Судьба де Сада и его творчество заставляют задумываться о том, можно ли существовать в обществе, не жертвуя своей индивидуальностью. Ведь социум стремится к тотальному досмотру за личностью. Он старается вмешаться в интимный мир человека, навязать ему конкретные образцы поведения. В этом контексте чувственные отклонения от усредненной, общезначимой нормы, скажем садистские поползновения, выглядят, как желание индивидуальности спасти себя от диктата извне.
Известная французская писательница Симона де Бовуар в статье, посвященной де Саду, отмечает: «Почему имя маркиза де Сада заслуживает нашего интереса? Даже его поклонники с готовностью признают, что произведения его по большей части нечитабельны. Что касается его философии, то она не банальна только в силу непоследовательности автора. А что до его грехов, то они не так уж оригинальны: в учебниках психиатрии описано множество не менее интересных случаев. Дело в том, что де Сад заслуживает внимания не как писатель и не как сексуальный извращенец, а по причине обоснованной им самим взаимосвязи этих двух сторон своей личности. Его отклонения от нормы приобретают ценность, когда он разрабатывает сложную систему их оправдания. Де Сад старался представить свою психофизиологическую природу как результат этического выбора».
Маркиз не изобрел садизм, он лишь показал нам в его естественном состоянии. Мы знаем теперь благодаря де Саду, что любовь и ненависть глубоко сплетены, неразделимы в человеческой психике. Оказывается, можно получать огромное наслаждение не только от соучастности сексуального партнера, но и от жестокого обладания им. Причиняя страдания, можно, как выясняется, испытывать прилив неизъяснимого блаженства. Но это еще не все. Жертва не просто несчастная, ждущая сочувствия, она способна тоже получать удовольствие от тех терзаний, которые выпали на ее долю. В садизме присутствует своя философия, хотя она и непоследовательна в описании автором, ни только погружаясь в этот мир (садизма), изучая его «закоулки» человек видит и понимает, что хотел сказать де Сад.
Карен Хорни из книги «Наши внутренние конфликты» : «Простое нанесение обиды другим людям само по себе не является показателем наличия садистской наклонности. Человек может участвовать в борьбе личного или общего характера, в ходе которой он вынужден причинять боль не только своим противникам, но также и своим союзникам. Враждебность по отношению к другим людям может быть просто ответной. Человек может чувствовать обиду или испуг и хотеть нанести сильный ответный удар, который хотя объективно и не пропорционален вызвавшей его причине, но субъективно вполне ей соответствует. Однако на этот счет легко обмануться: слишком часто говорят о справедливой ответной реакции, когда на самом деле действует садистская наклонность. Но трудность в разграничении одного от другого не значит, что реактивной враждебности не существует. Наконец, имеются всякого рода тактики оскорбительного поведения у человека агрессивного типа, который считает, что он борется за выживание. Я бы не назвала все эти виды агрессивных действий садистскими: хотя из-за них могут пострадать другие люди, но нанесение им обиды или ущерба является здесь скорее неизбежным побочным продуктом, а не первичным намерением. Проще говоря, мы могли бы сказать, что, хотя те виды действий, на которые мы здесь ссылаемся, относятся к числу агрессивных или даже враждебных, они совершаются без дурного умысла. От самого факта причинения боли человек не получает ни сознательного, ни бессознательного удовлетворения.
============================================================
__ЗАДАНИЕ__
Продолжите текст о маркизе де Саде, начав сразу после его последнего предложения. Данные, приведенные далее, взяты из другого источника.

__Данные для указания на объекты__
============================================================
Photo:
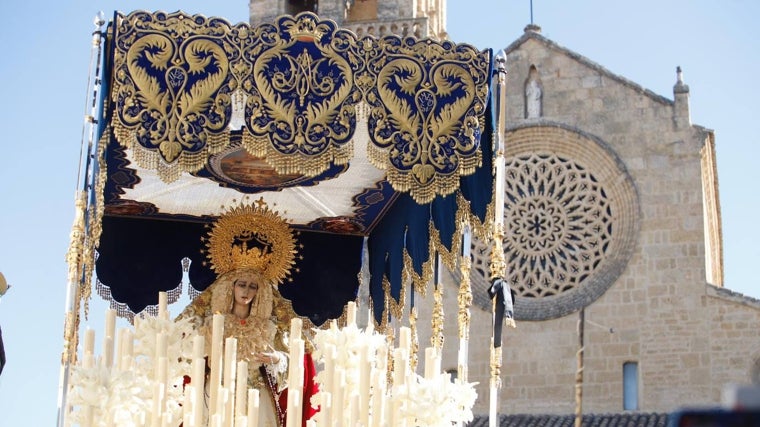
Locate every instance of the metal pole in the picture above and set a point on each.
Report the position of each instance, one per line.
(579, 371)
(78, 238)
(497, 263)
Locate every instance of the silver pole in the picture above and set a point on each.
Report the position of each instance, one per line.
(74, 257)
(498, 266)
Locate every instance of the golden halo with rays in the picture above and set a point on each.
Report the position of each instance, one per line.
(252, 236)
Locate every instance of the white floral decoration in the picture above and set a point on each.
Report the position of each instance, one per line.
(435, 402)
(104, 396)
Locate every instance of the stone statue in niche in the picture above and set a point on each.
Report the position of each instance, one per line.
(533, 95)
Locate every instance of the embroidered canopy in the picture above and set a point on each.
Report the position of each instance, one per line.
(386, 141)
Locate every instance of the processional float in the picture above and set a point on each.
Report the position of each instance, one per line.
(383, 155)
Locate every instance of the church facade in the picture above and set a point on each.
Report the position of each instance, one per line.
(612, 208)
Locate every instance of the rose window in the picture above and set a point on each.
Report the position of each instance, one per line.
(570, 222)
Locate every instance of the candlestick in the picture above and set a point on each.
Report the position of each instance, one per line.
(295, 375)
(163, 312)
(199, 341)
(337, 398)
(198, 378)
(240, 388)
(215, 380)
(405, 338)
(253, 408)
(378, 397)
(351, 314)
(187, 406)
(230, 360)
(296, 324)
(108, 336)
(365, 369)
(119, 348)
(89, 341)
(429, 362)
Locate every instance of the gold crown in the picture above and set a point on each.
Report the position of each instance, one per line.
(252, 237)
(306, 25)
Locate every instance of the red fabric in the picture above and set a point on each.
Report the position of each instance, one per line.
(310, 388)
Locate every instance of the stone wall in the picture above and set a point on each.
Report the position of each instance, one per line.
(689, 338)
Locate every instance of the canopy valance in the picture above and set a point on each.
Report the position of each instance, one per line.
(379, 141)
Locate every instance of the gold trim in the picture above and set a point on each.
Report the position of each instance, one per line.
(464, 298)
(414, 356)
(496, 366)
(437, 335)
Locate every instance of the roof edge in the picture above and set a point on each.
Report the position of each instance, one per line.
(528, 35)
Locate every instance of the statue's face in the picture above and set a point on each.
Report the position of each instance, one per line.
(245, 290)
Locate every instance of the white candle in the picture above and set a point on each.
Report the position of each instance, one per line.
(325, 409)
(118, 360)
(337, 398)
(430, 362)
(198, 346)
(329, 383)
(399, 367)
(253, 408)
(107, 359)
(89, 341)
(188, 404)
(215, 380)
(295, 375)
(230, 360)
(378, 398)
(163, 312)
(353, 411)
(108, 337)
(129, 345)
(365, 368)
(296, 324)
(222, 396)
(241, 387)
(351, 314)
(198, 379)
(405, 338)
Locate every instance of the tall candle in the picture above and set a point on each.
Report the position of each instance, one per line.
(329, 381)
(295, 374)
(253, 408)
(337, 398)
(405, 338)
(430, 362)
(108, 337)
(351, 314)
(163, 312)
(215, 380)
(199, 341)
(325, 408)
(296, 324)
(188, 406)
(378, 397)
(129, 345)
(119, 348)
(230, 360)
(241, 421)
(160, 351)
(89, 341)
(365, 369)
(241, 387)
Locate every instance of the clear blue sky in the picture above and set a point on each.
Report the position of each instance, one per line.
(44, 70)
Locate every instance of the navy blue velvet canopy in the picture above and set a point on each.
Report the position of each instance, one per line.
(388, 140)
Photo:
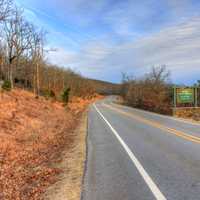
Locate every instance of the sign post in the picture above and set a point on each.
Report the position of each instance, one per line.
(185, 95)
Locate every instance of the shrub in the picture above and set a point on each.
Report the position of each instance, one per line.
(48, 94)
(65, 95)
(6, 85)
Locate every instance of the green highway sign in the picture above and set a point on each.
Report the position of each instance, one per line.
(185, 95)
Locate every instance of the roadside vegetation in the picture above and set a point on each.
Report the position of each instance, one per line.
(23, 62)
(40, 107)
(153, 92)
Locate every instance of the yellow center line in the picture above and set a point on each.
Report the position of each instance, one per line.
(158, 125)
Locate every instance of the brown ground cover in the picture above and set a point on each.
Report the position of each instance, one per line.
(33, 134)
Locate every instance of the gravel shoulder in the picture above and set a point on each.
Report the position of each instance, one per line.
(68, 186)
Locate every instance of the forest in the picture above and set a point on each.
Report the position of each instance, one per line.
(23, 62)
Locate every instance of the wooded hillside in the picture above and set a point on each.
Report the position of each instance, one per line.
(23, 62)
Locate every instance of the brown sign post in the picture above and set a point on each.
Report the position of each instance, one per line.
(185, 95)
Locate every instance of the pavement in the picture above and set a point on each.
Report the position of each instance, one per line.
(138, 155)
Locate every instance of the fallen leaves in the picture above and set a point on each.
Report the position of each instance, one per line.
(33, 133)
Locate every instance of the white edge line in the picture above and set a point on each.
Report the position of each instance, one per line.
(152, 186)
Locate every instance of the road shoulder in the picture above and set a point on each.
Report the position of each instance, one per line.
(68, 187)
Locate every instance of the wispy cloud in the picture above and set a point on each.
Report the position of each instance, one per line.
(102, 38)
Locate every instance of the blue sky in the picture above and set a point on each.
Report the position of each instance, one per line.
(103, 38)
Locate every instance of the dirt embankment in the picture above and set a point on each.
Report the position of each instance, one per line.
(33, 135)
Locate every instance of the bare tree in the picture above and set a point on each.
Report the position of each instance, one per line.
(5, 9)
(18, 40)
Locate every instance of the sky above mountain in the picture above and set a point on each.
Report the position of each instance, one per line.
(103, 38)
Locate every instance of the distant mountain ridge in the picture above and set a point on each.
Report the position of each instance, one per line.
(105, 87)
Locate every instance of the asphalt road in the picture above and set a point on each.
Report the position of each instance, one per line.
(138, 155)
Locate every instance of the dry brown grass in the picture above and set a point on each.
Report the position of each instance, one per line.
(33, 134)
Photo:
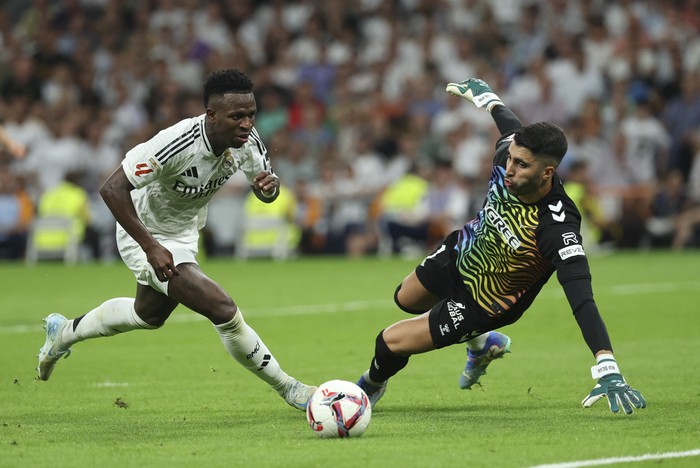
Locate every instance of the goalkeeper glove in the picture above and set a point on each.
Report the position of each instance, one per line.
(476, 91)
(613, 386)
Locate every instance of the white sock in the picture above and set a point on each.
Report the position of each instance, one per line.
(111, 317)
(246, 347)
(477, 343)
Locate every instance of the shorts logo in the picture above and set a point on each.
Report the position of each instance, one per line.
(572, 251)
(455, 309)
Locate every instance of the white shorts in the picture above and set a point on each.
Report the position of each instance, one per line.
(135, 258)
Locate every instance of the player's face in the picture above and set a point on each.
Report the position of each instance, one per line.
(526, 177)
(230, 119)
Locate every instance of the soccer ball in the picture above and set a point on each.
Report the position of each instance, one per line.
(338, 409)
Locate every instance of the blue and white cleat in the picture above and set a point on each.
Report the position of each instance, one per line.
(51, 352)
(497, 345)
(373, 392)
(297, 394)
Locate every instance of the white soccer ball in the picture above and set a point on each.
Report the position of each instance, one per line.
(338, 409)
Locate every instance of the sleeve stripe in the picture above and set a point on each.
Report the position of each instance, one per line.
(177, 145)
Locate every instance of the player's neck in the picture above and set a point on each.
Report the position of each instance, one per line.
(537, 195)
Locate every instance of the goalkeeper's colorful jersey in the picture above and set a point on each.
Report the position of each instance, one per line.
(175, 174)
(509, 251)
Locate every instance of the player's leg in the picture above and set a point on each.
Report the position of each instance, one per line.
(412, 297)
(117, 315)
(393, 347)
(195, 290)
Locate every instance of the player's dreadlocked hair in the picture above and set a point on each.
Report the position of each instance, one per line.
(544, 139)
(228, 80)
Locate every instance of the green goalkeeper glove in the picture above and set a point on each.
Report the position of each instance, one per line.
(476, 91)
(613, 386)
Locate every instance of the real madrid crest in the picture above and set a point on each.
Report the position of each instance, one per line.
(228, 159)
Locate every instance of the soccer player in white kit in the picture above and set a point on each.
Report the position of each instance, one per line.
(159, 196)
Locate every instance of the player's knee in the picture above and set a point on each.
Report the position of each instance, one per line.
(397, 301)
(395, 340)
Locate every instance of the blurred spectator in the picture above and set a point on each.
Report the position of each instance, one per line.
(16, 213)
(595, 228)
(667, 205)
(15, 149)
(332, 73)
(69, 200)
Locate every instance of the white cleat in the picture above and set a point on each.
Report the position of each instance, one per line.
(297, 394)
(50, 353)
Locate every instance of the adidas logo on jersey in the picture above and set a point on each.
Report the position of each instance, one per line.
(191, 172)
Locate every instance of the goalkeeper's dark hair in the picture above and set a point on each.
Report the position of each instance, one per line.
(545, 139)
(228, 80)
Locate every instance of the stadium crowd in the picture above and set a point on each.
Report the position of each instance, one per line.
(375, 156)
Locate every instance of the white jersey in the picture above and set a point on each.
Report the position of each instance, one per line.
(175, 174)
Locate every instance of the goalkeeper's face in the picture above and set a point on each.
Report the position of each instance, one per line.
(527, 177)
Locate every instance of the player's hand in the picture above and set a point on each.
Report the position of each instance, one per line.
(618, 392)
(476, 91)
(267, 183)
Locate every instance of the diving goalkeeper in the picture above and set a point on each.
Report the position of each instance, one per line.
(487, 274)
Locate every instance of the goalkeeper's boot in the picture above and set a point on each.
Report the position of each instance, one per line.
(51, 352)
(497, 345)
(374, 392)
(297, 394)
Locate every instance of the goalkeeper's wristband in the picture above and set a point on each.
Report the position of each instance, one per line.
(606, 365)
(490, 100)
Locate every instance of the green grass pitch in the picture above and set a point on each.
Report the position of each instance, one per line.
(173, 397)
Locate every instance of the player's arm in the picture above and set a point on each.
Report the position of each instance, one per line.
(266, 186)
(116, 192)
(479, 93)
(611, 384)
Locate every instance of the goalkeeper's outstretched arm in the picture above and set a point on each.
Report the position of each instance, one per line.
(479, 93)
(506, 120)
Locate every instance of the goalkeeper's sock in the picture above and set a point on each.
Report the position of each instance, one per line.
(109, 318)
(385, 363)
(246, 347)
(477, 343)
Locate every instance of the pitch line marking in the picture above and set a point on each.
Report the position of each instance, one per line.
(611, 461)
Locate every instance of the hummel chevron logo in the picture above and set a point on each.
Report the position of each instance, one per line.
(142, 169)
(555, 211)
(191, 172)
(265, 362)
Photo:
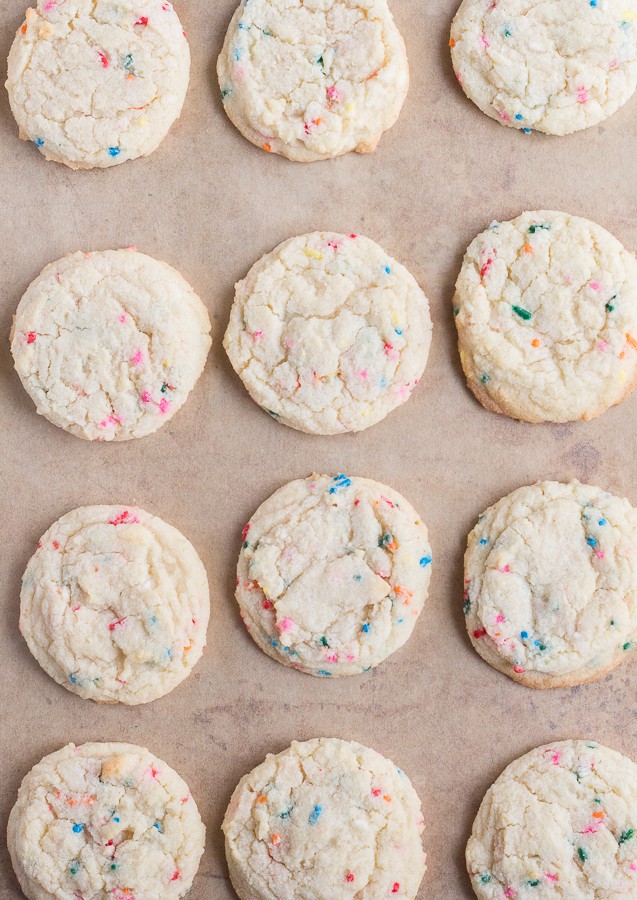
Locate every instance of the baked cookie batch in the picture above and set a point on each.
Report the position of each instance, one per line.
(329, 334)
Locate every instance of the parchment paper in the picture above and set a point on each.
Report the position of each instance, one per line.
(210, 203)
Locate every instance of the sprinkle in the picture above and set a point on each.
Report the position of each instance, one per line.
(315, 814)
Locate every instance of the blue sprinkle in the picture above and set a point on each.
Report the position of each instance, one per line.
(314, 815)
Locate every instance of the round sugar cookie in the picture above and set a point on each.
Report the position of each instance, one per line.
============================================================
__ОТВЕТ__
По контрасту давайте рассмотрим некоторые типично садистские виды отношений. Лучше всего мы сможем увидеть их у лиц, которые не испытывают никаких внутренних запретов в выражении своих садистских наклонностей по отношению к другим людям независимо от того, осознают ли они эти свои наклонности или нет. Когда в дальнейшем я говорю о человеке садистского типа, я имею в виду человека, чье отношение к другим носит преимущественно садистский характер.
Такой человек может хотеть порабощения других людей или, в частности, порабощения своего партнера. Его «жертва» должна быть рабом сверхчеловека, существом, не имеющим не только каких-либо желаний, чувств или собственной инициативы, но и каких-либо запросов в отношении к хозяину. Эта тенденция может принимать форму вылепливания или воспитания жертвы, подобно тому, как профессор Хиггинс из «Пигмалиона» формирует Элизу. В лучшем случае она может иметь некоторые конструктивные аспекты, как в случае с родителями и детьми или учителями и учениками. Иногда этот аспект присутствует в сексуальных отношениях, в особенности, если партнер-садист является более зрелым. Иногда он ярко выражен в гомосексуальных отношениях между старшим и младшим партнерами. Но даже здесь «рога дьявола» вылезут наружу, если раб обнаружит хоть какой-нибудь признак желания поступать по-своему, иметь своих друзей или собственные интересы. Часто, хотя и не всегда, хозяина снедает ревность собственника, и он использует ее как средство пытки. Специфическая особенность садистских взаимоотношений этого типа заключается в том, что именно в сохранении власти над жертвой, а не в собственной жизни состоит всепоглощающий интерес такого человека. Он будет пренебрегать своей карьерой, отказываться от удовольствий или многообразных встреч с другими людьми, но не допустит ни малейшего проявления независимости своего партнера.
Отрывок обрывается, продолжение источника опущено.